GOAL:
Copy the listing below word for word, keeping every line.

LISTING:
>> begin
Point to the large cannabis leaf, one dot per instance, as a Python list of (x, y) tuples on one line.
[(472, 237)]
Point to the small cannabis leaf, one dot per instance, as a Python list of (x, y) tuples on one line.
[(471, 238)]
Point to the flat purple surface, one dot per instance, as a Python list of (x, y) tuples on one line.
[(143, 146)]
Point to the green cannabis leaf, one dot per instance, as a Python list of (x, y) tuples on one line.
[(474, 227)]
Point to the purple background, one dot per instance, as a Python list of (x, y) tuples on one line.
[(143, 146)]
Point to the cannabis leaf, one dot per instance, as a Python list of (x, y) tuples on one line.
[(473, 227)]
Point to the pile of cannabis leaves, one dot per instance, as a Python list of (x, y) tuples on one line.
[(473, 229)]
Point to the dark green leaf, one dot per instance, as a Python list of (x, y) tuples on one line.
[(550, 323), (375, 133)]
>> end
WRITTEN RESPONSE:
Point to the large cannabis leaf, one dot per instance, as a Python list of (x, y) tuples on one line.
[(472, 237)]
Point to the small cannabis leaf, one dot per instance, as a Python list of (x, y) tuples on one line.
[(471, 238)]
Point to the flat purple surface, one dot per instance, as a Python list of (x, y) tuples on one line.
[(143, 146)]
Point to the green cannabis leaf, one dot per instance, as a Python list of (x, y) tuples on one line.
[(474, 227)]
Point to the purple background, one dot per instance, as a Python list of (x, y) tuples on one line.
[(143, 146)]
Point to the cannabis leaf, one dot per instance, as a Python list of (x, y) tuples on one line.
[(473, 227)]
Point to the pile of cannabis leaves, one dot per instance, as a Python list of (x, y) tuples on one line.
[(473, 229)]
Point to the dark green leaf, one dot per instance, as a Python list of (x, y) tuples on one line.
[(550, 323), (375, 133)]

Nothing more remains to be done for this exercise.